---------- Data supplied

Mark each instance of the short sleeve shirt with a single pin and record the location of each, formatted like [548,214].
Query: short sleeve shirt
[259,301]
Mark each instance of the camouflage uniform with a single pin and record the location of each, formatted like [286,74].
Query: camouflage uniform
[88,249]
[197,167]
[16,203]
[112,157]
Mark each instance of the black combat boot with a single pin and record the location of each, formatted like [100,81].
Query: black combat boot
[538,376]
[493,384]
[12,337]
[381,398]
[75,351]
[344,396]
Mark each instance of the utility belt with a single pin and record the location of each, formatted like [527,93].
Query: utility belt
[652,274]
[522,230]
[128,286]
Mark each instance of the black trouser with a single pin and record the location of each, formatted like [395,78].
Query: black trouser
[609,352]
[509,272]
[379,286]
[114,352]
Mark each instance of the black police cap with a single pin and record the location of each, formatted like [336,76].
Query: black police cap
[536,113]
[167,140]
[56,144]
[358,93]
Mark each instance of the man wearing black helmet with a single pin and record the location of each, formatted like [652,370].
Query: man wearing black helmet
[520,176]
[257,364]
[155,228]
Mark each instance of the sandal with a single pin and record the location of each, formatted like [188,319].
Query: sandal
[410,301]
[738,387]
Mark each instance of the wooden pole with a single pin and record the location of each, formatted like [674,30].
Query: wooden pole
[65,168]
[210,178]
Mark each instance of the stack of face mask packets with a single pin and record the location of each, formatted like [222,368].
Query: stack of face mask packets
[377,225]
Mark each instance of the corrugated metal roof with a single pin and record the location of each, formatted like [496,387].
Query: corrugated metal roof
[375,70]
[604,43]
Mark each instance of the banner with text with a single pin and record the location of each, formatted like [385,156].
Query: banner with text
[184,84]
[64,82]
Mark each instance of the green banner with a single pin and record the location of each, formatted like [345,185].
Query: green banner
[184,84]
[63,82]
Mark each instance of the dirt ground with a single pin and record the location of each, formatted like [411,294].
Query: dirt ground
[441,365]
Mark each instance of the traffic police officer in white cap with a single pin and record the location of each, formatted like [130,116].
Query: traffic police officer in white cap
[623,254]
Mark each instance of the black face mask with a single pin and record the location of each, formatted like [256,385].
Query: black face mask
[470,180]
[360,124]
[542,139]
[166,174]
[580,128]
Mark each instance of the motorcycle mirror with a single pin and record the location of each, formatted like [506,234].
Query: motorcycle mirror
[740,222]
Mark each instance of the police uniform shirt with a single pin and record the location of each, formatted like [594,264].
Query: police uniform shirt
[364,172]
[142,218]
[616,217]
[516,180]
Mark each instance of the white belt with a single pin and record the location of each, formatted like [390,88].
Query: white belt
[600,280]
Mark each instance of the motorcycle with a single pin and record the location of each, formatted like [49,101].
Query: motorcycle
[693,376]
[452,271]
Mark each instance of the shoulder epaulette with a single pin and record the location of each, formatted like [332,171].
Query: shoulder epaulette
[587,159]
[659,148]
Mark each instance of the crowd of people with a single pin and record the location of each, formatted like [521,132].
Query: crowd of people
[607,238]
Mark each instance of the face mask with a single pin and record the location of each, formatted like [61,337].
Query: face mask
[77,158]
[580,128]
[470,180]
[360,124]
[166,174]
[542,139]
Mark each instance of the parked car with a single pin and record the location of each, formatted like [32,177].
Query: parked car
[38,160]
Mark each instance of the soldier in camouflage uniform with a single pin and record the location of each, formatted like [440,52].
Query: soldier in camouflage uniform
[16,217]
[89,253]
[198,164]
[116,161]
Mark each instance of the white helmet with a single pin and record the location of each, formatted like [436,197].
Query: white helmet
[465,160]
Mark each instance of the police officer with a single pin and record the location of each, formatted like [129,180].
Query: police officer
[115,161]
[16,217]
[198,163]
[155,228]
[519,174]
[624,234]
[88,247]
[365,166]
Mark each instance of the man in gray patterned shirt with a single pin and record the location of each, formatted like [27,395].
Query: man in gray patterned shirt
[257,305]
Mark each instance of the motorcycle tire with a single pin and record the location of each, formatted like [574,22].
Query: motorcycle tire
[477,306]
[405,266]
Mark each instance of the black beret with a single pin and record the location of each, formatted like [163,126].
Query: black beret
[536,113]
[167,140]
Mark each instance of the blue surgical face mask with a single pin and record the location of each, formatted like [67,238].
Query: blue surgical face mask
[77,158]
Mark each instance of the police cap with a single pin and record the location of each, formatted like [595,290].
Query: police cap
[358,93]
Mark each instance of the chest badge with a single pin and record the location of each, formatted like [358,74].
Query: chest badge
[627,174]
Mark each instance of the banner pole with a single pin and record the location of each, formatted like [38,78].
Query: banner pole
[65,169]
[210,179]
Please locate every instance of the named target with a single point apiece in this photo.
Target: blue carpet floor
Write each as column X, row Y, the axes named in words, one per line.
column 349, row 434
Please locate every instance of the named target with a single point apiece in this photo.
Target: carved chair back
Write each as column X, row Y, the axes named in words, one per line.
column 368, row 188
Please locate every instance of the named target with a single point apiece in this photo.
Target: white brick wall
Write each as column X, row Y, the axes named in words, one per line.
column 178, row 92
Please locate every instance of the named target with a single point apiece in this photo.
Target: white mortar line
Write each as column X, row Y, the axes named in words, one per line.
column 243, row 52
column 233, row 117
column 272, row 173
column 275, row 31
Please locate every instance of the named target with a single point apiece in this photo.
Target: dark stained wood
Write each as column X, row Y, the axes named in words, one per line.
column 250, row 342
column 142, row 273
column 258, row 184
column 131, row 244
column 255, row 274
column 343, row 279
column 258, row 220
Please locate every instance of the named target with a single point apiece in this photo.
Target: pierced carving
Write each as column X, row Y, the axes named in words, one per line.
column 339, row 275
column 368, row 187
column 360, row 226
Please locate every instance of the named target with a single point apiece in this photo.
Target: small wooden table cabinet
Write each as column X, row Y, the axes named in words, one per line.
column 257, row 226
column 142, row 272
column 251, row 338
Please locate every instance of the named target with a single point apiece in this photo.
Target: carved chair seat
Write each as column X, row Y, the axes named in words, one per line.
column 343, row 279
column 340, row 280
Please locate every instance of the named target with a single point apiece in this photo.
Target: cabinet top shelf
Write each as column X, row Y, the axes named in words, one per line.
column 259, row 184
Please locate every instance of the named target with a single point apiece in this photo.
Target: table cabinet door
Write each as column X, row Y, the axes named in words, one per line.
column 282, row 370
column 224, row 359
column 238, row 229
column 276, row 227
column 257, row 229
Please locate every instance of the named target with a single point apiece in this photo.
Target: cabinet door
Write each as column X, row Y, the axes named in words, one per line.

--------------------

What is expected:
Collect from the data above every line that includes "table".

The completed task:
Target: small wooden table cabinet
Target: table cabinet door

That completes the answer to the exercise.